Segment Start: Available records
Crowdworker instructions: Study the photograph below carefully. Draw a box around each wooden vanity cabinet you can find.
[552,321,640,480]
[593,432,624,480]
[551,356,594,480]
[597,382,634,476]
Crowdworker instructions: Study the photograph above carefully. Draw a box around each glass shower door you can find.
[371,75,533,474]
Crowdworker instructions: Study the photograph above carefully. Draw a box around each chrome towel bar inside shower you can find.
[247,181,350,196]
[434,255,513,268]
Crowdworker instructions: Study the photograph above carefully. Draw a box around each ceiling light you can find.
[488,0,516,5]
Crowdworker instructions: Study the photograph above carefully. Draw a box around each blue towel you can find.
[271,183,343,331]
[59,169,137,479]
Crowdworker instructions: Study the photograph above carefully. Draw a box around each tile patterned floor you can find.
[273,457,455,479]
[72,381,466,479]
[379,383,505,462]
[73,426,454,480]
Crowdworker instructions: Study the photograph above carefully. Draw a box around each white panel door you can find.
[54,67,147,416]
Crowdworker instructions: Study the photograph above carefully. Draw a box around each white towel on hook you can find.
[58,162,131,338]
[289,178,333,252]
Segment End: Available records
* **To do**: Write out all of the records above exactly as they appear.

* **Exercise response**:
Crowdworker instructions: Study the photograph below carefully. Draw a box around each wooden vanity cabinet you can find.
[552,321,640,480]
[593,432,624,480]
[551,356,594,480]
[597,382,634,476]
Crowdworker instructions: Study the photograph above carefully. Draw a box around each glass shower door you can find.
[371,75,533,474]
Crowdworker instructions: Study the photograph above carefully. Draw a box around each chrome towel bar inside shower you can find.
[247,181,350,196]
[434,255,513,268]
Crowdworker instructions: Study the photograph above carefully. Draw a box around each ceiling light you can find.
[488,0,516,5]
Crowdworker instructions: Study the photograph above carefully. Draw a box around each blue towel you can find.
[271,183,343,331]
[59,169,137,479]
Crowdworker instructions: Study the photograph above carefully. Draw a box around each tile patterned floor you can find.
[273,457,455,479]
[72,381,466,479]
[379,383,505,462]
[73,426,454,480]
Crowdworker instructions: Study the photograph above carefully. Draw a box around each white panel door you can find.
[54,67,147,416]
Crowdworker instructions: Study the photograph above carefully. Draw a box around each white towel on hook you can find.
[58,162,131,338]
[289,178,333,252]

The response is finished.